- **DIRECTION**
Could you copy every line of the listing below word for word, with no changes?

- **EXERCISE MATERIAL**
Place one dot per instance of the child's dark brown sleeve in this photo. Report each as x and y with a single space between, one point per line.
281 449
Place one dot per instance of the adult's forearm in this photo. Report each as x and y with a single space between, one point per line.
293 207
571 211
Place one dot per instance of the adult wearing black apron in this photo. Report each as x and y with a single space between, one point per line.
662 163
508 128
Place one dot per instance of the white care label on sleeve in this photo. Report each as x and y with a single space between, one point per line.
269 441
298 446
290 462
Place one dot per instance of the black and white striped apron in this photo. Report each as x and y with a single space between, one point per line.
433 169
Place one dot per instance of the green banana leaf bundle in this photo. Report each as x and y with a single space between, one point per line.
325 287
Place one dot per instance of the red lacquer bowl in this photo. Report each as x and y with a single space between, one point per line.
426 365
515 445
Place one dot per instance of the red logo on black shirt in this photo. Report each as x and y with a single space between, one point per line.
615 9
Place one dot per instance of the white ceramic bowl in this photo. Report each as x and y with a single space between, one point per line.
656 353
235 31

- **OUTPUT FOR THIS EXERCISE**
Place one dot per instance of the child's dark brown sleeve in this photo. Report each as x and y with a single space between, one point per line.
281 449
Place one dot per instance of the adult's forearm in this photo. Report each as x and y with a single space between, one point per line.
293 207
571 211
Place one dot per instance of the adult wearing black apron in this photo. Report each as x and y with a single space between, one point per line.
662 163
508 128
Place one dot per instance of the white care label on sleeve in this photo. Report each as x and y with a single space between, one point per line.
269 441
298 446
290 462
Place one dot per instance of the black and white striped apron in this photo. Report each as x and y with a single space between, one point per line.
433 169
Place one dot per instance of the green banana leaf bundle in this photo. Report each as x and y with a single space between, one point per line.
325 287
Place one dot per instance of the red lacquer bowl in this photo. Report each as x and y with a single space between, one point per line.
426 365
515 445
Place one dot per instance of the red logo on black shirt in this photo. Report each as x and y with a single space between, one point per line.
615 9
Place one dot per instance of the white ceramic bowl in this photo. Report each as x and y with a single space between, one point per line.
656 353
235 31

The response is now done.